Job
Copy the records below line for line, leaving out the pictures.

Data records
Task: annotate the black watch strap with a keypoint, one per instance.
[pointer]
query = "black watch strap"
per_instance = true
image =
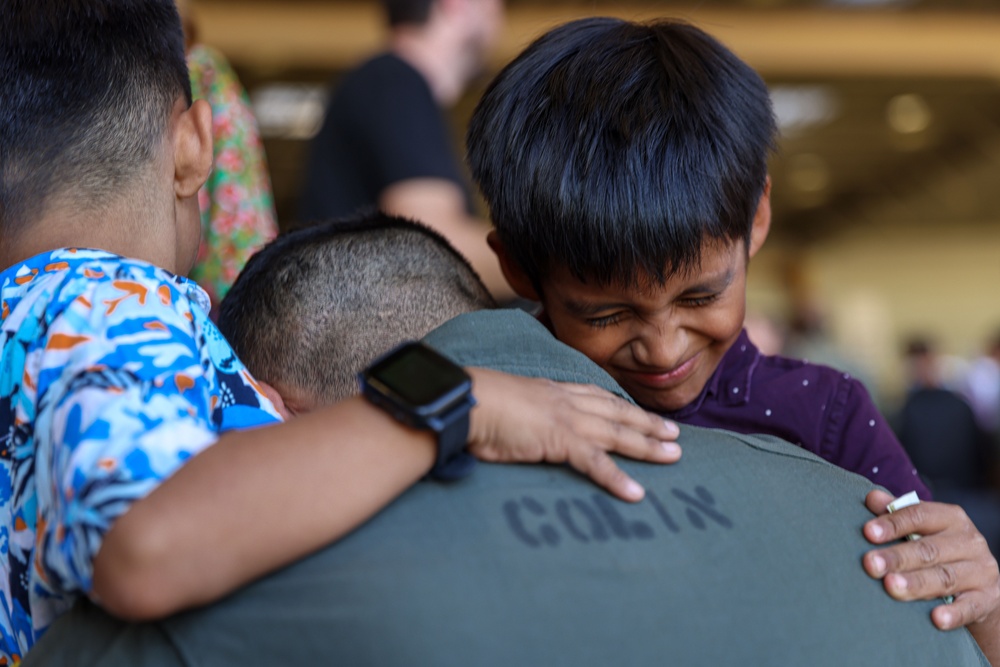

Task result
Task: annotate the black watch strap with a keypoint, one per instance.
[pointer]
query = "black watch strap"
per_instance = true
image =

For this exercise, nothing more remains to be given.